Text |
* Start *
Studio album by Cecil McBee
- Released: 1974
- Recorded: May 8, 1974, at Minot Studios, White Plains, New York
- Genre: Jazz
- Label: Strata-East SES-7417
- Producer: Cecil McBee

Cecil McBee chronology
|  | Mutima (1974) | Alternate Spaces (1977) |

= Mutima =

Mutima is the debut album led by bassist Cecil McBee recorded in 1974 and first released on the Strata-East label.

==Reception==

In his review for AllMusic, Michael G. Nastos called it "A landmark recording in early creative improvised modern music" and states "McBee as a pure musician has staggering technique, rich harmonic ideas, and an indefatigable swing, but it is as a composer that he is set apart from other musicians of this mid-'70s era ...Mutima (translated as "unseen forces") undoubtedly solidified his stature and brilliance as a major player".

Professional ratings
Review scores
| Source | Rating |
| AllMusic |  |
| The Rolling Stone Jazz Record Guide |  |

==Track listing==
All compositions by Cecil McBee
1. "From Within" – 11:21
2. "Voice of the 7th Angel" – 2:02
3. "Life Waves" – 9:13
4. "Mutima" – 13:41
5. "A Feeling" – 2:38
6. "Tulsa Black" – 6:10

==Personnel==
- Cecil McBee – bass
- Tex Allen – trumpet, flugelhorn (tracks 2–6)
* End *
What is being asked | Continue the article on Cecil McBee's album Mutima from the point where it stops.

Dataset |
* Start *
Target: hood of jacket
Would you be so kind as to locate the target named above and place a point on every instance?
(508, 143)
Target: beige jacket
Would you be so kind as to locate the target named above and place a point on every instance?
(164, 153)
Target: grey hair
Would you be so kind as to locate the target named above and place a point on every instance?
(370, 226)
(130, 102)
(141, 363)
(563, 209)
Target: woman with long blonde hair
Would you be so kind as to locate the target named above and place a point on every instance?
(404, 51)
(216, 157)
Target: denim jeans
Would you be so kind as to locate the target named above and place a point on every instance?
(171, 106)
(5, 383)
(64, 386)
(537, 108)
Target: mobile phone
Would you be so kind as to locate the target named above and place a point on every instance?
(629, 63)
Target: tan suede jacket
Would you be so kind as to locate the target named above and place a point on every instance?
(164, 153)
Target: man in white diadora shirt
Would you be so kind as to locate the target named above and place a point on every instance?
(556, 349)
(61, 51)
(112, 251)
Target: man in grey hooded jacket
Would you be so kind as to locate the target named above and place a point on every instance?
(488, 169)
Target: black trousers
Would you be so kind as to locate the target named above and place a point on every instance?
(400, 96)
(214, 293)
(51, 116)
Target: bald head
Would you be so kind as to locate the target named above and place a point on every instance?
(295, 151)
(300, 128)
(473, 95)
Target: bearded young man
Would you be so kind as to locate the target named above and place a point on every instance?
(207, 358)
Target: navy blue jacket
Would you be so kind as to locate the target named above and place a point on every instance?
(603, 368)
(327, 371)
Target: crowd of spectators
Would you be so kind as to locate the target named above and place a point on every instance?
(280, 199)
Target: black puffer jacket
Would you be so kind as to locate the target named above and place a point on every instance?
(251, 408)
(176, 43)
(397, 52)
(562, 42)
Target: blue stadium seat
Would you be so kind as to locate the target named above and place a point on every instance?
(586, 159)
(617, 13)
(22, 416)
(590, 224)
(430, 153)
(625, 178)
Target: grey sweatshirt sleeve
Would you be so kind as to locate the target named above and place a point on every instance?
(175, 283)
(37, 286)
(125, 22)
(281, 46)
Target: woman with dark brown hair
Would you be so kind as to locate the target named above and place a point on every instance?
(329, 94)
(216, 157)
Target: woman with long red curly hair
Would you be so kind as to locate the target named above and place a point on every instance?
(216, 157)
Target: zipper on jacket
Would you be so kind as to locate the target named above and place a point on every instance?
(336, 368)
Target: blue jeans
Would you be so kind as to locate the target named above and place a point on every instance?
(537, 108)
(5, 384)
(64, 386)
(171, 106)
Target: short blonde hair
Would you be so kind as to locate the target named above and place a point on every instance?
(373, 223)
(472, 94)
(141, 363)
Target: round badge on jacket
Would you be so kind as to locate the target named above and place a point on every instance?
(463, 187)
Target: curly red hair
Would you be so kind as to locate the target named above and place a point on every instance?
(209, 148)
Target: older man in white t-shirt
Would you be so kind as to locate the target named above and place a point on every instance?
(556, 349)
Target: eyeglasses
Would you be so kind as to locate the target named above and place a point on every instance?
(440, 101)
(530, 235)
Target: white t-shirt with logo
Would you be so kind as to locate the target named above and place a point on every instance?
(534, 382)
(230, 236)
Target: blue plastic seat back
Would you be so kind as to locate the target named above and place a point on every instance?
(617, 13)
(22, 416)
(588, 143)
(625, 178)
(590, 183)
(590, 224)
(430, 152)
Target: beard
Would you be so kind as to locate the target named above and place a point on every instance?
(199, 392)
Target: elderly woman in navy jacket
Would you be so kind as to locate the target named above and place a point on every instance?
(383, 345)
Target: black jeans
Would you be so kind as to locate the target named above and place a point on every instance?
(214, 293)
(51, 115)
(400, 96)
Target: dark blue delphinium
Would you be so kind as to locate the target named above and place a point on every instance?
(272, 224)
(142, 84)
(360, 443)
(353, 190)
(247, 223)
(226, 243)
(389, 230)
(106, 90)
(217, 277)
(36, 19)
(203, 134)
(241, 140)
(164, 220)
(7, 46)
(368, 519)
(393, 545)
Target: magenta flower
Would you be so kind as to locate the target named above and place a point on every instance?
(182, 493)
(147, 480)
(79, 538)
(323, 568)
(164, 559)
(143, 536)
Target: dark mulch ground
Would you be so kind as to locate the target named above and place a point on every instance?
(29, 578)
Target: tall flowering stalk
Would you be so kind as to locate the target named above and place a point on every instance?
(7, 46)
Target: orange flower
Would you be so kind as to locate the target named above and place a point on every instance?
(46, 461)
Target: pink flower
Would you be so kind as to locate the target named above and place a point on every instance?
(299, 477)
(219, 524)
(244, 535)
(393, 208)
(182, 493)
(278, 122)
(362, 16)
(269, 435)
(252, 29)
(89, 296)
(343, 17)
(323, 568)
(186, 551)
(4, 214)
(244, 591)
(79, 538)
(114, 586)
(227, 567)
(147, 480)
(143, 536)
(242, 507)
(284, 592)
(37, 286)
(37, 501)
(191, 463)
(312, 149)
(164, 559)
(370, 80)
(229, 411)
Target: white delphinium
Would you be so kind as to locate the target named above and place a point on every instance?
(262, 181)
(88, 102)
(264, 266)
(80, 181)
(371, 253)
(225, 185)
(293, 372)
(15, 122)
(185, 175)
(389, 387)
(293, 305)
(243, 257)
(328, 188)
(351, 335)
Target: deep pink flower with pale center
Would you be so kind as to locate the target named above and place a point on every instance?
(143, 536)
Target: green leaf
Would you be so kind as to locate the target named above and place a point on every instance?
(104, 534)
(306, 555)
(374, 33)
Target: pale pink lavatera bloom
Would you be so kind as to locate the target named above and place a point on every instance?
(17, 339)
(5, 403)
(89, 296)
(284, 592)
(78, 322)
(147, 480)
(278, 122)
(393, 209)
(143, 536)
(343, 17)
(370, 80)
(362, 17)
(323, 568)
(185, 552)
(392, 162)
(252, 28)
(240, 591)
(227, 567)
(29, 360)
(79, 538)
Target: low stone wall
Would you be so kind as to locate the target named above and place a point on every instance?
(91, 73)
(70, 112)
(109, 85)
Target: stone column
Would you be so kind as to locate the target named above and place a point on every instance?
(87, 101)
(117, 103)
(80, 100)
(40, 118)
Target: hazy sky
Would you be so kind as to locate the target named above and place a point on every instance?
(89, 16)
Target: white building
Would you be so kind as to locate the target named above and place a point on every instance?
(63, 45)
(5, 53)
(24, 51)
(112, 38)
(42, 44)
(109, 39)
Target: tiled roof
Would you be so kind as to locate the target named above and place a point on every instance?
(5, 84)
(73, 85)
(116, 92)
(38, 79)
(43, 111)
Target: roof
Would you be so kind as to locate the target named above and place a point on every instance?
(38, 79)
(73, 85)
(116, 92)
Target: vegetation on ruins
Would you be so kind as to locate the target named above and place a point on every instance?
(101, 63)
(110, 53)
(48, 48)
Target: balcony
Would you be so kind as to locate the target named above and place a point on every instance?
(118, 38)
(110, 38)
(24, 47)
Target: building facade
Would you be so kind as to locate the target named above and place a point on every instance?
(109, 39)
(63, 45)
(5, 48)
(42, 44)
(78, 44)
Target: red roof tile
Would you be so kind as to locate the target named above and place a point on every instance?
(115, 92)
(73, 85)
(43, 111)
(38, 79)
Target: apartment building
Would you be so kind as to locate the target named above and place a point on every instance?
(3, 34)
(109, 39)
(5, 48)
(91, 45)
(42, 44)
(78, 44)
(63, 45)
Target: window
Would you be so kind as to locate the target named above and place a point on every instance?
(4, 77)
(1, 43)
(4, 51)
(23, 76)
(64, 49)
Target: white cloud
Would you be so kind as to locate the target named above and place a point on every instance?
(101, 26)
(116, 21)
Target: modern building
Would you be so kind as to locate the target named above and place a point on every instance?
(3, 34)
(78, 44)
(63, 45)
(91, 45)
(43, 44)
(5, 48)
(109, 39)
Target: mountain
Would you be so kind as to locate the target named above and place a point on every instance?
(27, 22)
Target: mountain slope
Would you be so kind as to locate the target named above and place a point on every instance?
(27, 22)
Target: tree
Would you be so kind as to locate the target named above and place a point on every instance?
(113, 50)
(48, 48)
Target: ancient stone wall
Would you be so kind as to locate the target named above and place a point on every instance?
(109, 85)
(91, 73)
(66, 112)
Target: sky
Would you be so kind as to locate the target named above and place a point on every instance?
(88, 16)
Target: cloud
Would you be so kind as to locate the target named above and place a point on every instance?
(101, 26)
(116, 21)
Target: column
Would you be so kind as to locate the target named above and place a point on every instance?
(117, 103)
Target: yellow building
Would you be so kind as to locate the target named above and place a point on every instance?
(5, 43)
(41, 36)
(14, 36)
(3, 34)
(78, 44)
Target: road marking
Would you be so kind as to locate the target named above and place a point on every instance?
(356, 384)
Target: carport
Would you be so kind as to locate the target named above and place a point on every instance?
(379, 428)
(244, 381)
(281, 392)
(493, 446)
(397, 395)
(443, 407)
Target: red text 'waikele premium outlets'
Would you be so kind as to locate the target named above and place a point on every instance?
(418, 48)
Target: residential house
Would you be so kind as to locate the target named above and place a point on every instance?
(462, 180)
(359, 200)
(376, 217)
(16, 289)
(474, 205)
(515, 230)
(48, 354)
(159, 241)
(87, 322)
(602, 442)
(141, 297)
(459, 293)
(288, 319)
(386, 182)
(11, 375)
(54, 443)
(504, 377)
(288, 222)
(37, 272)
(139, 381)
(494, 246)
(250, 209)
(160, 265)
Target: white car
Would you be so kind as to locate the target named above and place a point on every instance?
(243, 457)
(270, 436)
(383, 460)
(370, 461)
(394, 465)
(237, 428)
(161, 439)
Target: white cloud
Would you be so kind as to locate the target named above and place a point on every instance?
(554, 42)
* End *
Exercise answer |
- Art Webb – flute (tracks 2 & 4–6)
- Allen Braufman – alto saxophone (tracks 2–6)
- George Adams – tenor saxophone, soprano saxophone (tracks 2–6)
- Onaje Allen Gumbs – piano, electric piano (tracks 2–6)
- Jimmy Hopps – drums (tracks 2–6)
- Jabali Billy Hart – cymbal, percussion (tracks 2 & 4–6)
- Lawrence Killian – congas (tracks 2 & 4–6)
- Michael Carvin – gong, percussion (tracks 2 & 4–6)
- Dee Dee Bridgewater – vocals (track 2)
- Cecil McBee, Jr. – electric bass (track 6)
- Allen Nelson – drums (track 5)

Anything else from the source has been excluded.